→ GIVEN EXERCISE: Copy every entry below word for word, leaving out the pictures.

-- begin RECORDS SUPPLIED --

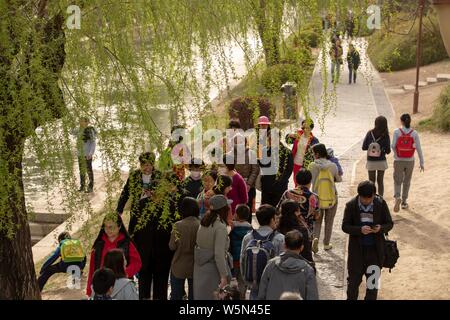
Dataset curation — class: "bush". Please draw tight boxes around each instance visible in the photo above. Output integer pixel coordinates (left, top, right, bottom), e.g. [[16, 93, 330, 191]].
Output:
[[368, 15, 448, 72], [298, 29, 320, 48], [228, 97, 275, 131], [281, 45, 314, 67], [261, 63, 305, 94]]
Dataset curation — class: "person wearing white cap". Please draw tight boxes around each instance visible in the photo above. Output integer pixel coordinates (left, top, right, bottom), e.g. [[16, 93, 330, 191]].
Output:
[[193, 195, 232, 300]]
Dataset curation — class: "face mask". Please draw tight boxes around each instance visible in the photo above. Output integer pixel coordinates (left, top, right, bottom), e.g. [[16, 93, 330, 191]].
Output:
[[191, 171, 202, 180]]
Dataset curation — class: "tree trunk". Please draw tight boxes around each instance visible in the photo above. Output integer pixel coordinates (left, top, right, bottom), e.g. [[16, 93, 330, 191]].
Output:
[[0, 141, 41, 300], [0, 5, 66, 299]]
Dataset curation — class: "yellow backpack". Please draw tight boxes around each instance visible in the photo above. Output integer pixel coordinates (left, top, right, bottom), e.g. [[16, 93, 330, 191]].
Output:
[[313, 168, 337, 209], [61, 239, 85, 263]]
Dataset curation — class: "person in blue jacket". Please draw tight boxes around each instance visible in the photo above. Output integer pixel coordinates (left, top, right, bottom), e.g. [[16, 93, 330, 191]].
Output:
[[38, 232, 86, 291]]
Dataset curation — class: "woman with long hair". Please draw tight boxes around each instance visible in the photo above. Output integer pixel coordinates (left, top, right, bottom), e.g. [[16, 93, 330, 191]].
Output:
[[392, 113, 425, 212], [278, 200, 314, 263], [103, 249, 139, 300], [362, 116, 391, 196], [86, 213, 142, 297], [194, 195, 232, 300]]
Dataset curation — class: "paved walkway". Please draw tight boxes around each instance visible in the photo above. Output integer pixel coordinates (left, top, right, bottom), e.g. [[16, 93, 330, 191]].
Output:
[[257, 39, 393, 300], [311, 39, 393, 300]]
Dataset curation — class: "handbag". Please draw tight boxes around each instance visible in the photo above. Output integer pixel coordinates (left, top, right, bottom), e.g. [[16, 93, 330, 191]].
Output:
[[383, 233, 400, 273]]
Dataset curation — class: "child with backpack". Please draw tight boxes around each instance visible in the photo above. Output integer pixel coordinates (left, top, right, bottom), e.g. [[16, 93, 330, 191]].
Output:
[[229, 204, 253, 300], [342, 181, 394, 300], [38, 232, 86, 291], [103, 249, 139, 300], [197, 169, 217, 219], [392, 113, 425, 212], [277, 169, 320, 230], [308, 143, 342, 253], [362, 116, 391, 197], [240, 204, 284, 300], [92, 268, 116, 300], [327, 148, 344, 177], [86, 213, 142, 297]]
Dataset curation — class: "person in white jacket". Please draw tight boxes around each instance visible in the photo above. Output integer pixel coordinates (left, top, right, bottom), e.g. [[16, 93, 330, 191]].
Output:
[[104, 249, 139, 300], [308, 143, 342, 253], [392, 113, 425, 212]]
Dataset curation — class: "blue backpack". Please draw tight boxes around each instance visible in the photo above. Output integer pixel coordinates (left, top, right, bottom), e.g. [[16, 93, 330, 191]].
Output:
[[241, 230, 275, 285]]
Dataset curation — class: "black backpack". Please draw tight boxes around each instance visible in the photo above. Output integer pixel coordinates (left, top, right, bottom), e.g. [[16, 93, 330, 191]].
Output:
[[383, 234, 400, 273]]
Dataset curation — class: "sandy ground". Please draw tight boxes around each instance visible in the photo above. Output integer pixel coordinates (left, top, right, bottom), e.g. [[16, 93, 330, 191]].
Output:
[[356, 61, 450, 300]]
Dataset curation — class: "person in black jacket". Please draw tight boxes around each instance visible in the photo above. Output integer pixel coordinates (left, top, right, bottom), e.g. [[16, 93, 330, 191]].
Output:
[[117, 152, 161, 221], [258, 131, 294, 207], [362, 116, 391, 197], [347, 43, 361, 84], [180, 159, 204, 201], [278, 200, 315, 268], [342, 181, 394, 300]]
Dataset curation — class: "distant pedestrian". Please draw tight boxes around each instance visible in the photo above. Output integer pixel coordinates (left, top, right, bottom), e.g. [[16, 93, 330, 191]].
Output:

-- end RECORDS SUPPLIED --

→ EXERCISE RESULT:
Dataset curation — class: "bush". Please draw tight boxes around each instance visible in the photo above. Output integer pixel coordinates (left, top, right, bottom), e.g. [[16, 93, 330, 191]].
Output:
[[368, 15, 448, 72], [298, 29, 320, 48], [228, 97, 275, 131], [281, 45, 314, 67], [261, 63, 305, 94]]
Dataset curation — class: "person wearing white cap". Please draw tight boxes around each instance visible in the photo above. Output integer pixel coordinates (left, top, right, bottom), e.g. [[16, 93, 330, 191]].
Output:
[[193, 195, 232, 300]]
Dataset curation — class: "face mask". Please draw tight boxes around each instance visible in the photo above. Output integer pixel coordinates (left, top, right, bottom), e.g. [[16, 93, 330, 191]].
Output:
[[191, 171, 202, 180]]
Dataset curation — class: "tree trunk". Please draw tight boxes around each instance visible in the photo above. Output integer pixel coordinates (left, top, right, bottom), e.g. [[16, 93, 330, 191]].
Output:
[[0, 141, 41, 300], [0, 5, 66, 299]]
Dataset curation — class: "yellow backpack". Please draw tight boxes around each instance visible in the photo above. Output integer pixel coordinates (left, top, right, bottom), e.g. [[16, 93, 330, 191]].
Output:
[[313, 168, 337, 209], [61, 239, 85, 263]]
Dataset curation — class: "person in blue jacket". Please draw tight boxes around each instance visible in the photo above. Output integer pixel coordinates (left, top, right, bottom), e.g. [[16, 93, 330, 191]].
Output:
[[38, 232, 86, 291]]
Dataset curation — class: "woman with long hair". Please draw tight boxes around each instance visible in the photo above. Output integer pixel coordinates (left, top, right, bottom), e.g. [[16, 93, 330, 191]].
Output:
[[392, 113, 425, 212], [278, 200, 314, 263], [103, 249, 139, 300], [362, 116, 391, 196], [86, 213, 142, 297], [194, 195, 232, 300]]
Dataset curation — class: "paved walkway". Please draw tight boxes around each instance visible in the photo above. Output integer pixel coordinates (left, top, right, bottom), e.g. [[16, 93, 330, 191]].
Output:
[[257, 39, 393, 300], [311, 39, 393, 300]]
Dataset curation — class: "handbag". Please draw tight boxes around each instance visible in the photo above. Output integer pixel coordinates (left, top, right, bottom), e.g. [[16, 93, 330, 191]].
Output:
[[383, 233, 400, 273]]
Dataset curation — class: "child with backpack". Please draw tight boxes around each instance visible in the photo above. Output integer pixel coordinates (left, top, right, bottom), e.g. [[16, 93, 330, 191]].
Output:
[[229, 204, 253, 300], [342, 181, 394, 300], [38, 232, 86, 291], [103, 249, 139, 300], [197, 169, 217, 219], [392, 113, 425, 212], [277, 169, 320, 230], [308, 143, 342, 253], [362, 116, 391, 197], [240, 204, 284, 300], [92, 268, 116, 300], [327, 148, 344, 177], [86, 213, 142, 297]]
Dataset curation — class: "person in white jacket". Please draw tight boxes around each instance visible in the photo above. Output integer pixel coordinates (left, top, right, bottom), e.g. [[16, 93, 330, 191]].
Output:
[[104, 249, 139, 300], [308, 143, 342, 253], [392, 113, 425, 212]]
Dataset curation — class: "blue backpack". Please draw tight boxes around each instance visible in the photo above. Output integer pixel coordinates (left, top, right, bottom), e.g. [[16, 93, 330, 191]].
Output:
[[241, 230, 275, 285]]
Dataset curation — class: "black backpack". Please draw tight boxes around each instance visible in the photo above. Output integer pixel coordinates (left, top, right, bottom), e.g. [[16, 93, 330, 191]].
Output:
[[383, 234, 400, 273]]
Dataset curation — class: "sandy ground". Please draw tight boxes around each instance visible in the photo above. Output integer pixel coordinates (left, top, right, bottom), e.g. [[16, 93, 330, 191]].
Output:
[[356, 61, 450, 300]]
Dataset curation — class: "person in black jacket". Please draw tight boxes around each instance visible in the photo above. Output integer pixel coordinates (left, top, right, bottom), e.g. [[16, 93, 330, 191]].
Output:
[[117, 152, 161, 221], [258, 131, 294, 207], [362, 116, 391, 197], [347, 43, 361, 84], [180, 159, 204, 201], [278, 200, 315, 268], [342, 181, 394, 300]]
Dataset curation — class: "distant pedestrian". Please draw tight boxes around each instance visible in the photo above. Output integer pixel coordinates (left, top, right, bottom), e.g. [[16, 93, 330, 191]].
Output:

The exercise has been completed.